(Labeled-object pointing entries)
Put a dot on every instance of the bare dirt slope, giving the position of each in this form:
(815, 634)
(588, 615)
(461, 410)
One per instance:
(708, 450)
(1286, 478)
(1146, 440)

- [Exercise prompt]: Please pick out every line above that contains the word "instance" and copy each of those lines in full.

- [Result below]:
Put a dot on every instance of the bare dirt slope, giving the position of each in this form:
One per instance:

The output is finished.